Directions: Your task is to return the line containing "of the folded" plus every line after it, exactly and with nothing added.

= = = = = = =

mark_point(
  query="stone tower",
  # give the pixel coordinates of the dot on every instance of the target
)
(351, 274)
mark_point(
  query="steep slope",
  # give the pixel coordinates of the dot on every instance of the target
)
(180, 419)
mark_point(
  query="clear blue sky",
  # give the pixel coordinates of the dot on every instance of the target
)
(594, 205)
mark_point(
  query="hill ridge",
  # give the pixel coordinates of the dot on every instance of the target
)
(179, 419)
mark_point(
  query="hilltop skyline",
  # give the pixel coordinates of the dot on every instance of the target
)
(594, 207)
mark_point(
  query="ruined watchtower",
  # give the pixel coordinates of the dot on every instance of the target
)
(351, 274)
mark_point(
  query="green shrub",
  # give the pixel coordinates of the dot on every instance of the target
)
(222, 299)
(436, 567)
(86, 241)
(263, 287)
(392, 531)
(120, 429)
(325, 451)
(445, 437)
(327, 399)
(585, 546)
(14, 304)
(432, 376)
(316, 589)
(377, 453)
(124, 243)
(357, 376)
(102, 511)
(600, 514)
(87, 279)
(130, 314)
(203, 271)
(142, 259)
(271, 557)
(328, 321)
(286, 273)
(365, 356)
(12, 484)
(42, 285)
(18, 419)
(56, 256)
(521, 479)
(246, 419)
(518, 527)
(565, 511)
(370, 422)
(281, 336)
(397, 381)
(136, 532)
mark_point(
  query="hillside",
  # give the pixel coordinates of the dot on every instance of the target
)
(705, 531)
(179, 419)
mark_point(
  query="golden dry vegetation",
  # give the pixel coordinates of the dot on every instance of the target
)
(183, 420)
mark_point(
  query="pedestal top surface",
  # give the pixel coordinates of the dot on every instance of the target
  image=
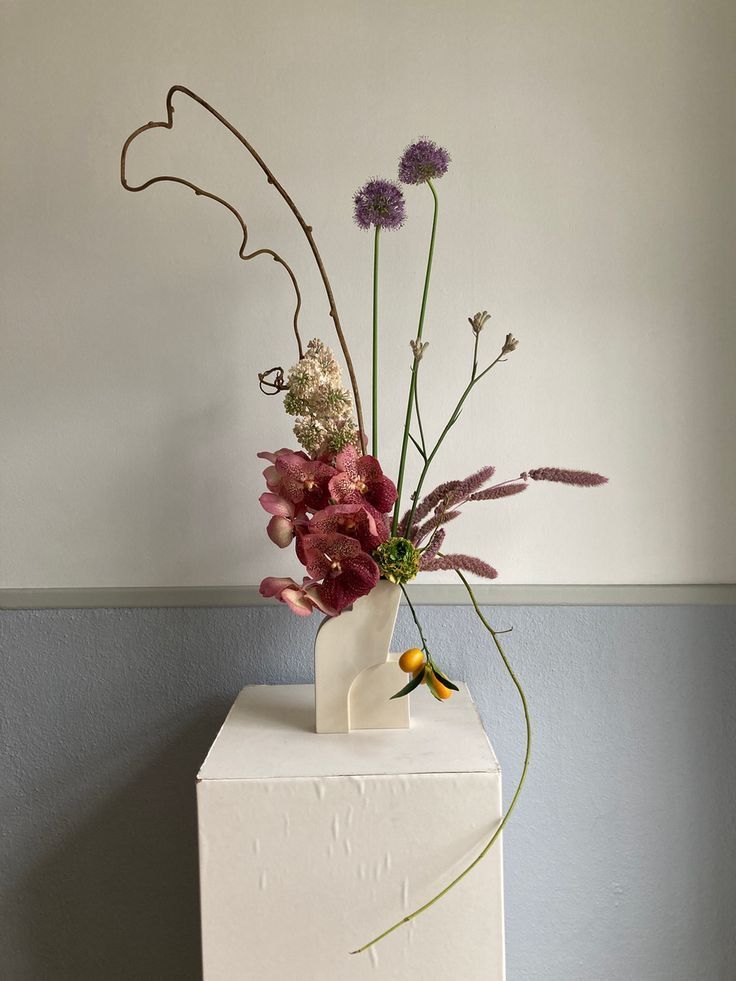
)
(269, 733)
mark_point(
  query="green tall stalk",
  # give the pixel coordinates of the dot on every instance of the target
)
(507, 815)
(412, 384)
(474, 379)
(374, 420)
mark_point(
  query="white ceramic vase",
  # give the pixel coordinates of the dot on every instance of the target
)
(355, 675)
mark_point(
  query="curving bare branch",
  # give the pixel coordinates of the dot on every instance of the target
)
(168, 123)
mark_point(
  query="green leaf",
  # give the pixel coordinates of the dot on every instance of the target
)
(407, 689)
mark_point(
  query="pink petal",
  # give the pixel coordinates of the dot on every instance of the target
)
(297, 601)
(280, 531)
(345, 459)
(274, 586)
(273, 478)
(277, 505)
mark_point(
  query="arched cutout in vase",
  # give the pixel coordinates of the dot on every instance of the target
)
(355, 675)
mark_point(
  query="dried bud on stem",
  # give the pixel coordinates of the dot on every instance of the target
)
(418, 348)
(479, 321)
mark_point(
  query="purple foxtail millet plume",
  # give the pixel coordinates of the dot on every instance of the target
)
(579, 478)
(450, 490)
(501, 490)
(380, 203)
(468, 563)
(435, 544)
(429, 502)
(440, 517)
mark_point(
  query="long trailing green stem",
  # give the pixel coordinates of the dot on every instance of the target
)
(416, 620)
(474, 379)
(413, 382)
(507, 815)
(374, 420)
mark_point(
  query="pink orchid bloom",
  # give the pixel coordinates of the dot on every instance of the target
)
(361, 478)
(359, 521)
(304, 481)
(271, 474)
(300, 599)
(287, 517)
(348, 571)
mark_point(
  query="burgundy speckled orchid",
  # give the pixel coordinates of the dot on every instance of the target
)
(287, 517)
(303, 480)
(347, 570)
(355, 520)
(300, 599)
(361, 478)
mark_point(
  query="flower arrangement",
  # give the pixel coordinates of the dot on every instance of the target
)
(331, 498)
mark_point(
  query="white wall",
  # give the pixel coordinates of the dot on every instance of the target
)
(589, 207)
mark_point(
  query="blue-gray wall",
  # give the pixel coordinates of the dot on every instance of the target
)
(619, 859)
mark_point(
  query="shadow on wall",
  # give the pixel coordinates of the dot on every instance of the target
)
(118, 897)
(106, 718)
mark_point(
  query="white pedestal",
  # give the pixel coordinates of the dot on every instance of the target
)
(312, 844)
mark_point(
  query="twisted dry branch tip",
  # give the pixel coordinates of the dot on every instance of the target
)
(168, 123)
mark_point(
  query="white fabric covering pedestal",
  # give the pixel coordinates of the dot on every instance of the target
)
(312, 844)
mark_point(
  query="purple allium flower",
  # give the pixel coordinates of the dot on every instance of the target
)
(423, 161)
(379, 203)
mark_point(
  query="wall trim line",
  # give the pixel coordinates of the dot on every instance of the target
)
(434, 594)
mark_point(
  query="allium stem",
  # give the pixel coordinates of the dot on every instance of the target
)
(415, 366)
(494, 837)
(374, 420)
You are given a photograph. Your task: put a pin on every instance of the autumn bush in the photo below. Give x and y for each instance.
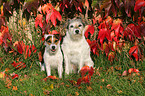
(115, 31)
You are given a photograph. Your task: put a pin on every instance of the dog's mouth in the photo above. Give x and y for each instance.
(53, 50)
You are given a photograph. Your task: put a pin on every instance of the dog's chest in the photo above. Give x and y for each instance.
(53, 60)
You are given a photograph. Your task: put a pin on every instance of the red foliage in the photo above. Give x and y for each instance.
(136, 52)
(26, 50)
(38, 20)
(15, 76)
(66, 4)
(94, 46)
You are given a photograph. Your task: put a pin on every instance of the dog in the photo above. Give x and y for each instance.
(75, 48)
(53, 57)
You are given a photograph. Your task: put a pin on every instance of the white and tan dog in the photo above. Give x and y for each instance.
(75, 47)
(52, 55)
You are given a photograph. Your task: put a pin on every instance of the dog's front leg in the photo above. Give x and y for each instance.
(48, 69)
(60, 70)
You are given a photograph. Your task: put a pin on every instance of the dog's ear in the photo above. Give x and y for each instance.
(67, 23)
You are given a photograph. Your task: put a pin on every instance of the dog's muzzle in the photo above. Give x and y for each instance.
(76, 31)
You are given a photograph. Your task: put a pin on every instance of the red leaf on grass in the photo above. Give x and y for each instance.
(53, 77)
(132, 31)
(15, 76)
(124, 73)
(90, 29)
(135, 51)
(53, 32)
(136, 70)
(50, 77)
(53, 15)
(18, 47)
(94, 46)
(5, 37)
(111, 56)
(104, 33)
(38, 21)
(130, 70)
(84, 70)
(46, 7)
(117, 26)
(139, 4)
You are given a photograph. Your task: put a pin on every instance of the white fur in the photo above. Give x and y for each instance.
(76, 52)
(53, 60)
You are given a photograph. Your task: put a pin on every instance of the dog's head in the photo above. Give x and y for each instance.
(75, 29)
(52, 43)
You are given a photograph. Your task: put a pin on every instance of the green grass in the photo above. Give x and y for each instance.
(30, 81)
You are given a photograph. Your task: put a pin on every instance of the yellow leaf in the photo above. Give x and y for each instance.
(2, 75)
(77, 94)
(109, 86)
(14, 88)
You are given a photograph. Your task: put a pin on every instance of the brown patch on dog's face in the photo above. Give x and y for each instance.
(52, 39)
(76, 29)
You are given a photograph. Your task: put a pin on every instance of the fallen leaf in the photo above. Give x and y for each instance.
(14, 88)
(118, 68)
(119, 91)
(8, 82)
(51, 86)
(2, 75)
(109, 86)
(67, 85)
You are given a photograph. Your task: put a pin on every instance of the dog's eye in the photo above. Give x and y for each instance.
(55, 41)
(71, 26)
(80, 25)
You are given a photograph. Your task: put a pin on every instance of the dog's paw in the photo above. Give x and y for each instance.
(42, 68)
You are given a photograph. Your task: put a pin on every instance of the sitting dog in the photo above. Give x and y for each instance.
(75, 47)
(52, 55)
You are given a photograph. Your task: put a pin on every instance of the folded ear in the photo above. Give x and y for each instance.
(57, 36)
(46, 35)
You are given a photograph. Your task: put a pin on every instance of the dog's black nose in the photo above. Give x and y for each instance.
(77, 31)
(53, 47)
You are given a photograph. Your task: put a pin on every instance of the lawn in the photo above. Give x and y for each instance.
(118, 70)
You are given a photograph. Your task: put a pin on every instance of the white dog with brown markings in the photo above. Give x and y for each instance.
(75, 47)
(53, 56)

= = = = = = =

Written response:
You are given a photograph. Your task: put a pin on every instance of the folded ear in the photo above. Give x and y for each instance.
(57, 36)
(46, 35)
You are given a photograph. Your task: put a pin on every instance of the dog's black nose in the photo above. Give x and y for each instance.
(77, 31)
(53, 47)
You are given a photograph. Your task: put a pin on every instance of the lawn in the photo above. Give x and y for each instance.
(118, 70)
You are given a photograph. Your task: put a pin on every instance of the white dog with brown markings in the photo above. Give x and y for each instance.
(75, 47)
(53, 56)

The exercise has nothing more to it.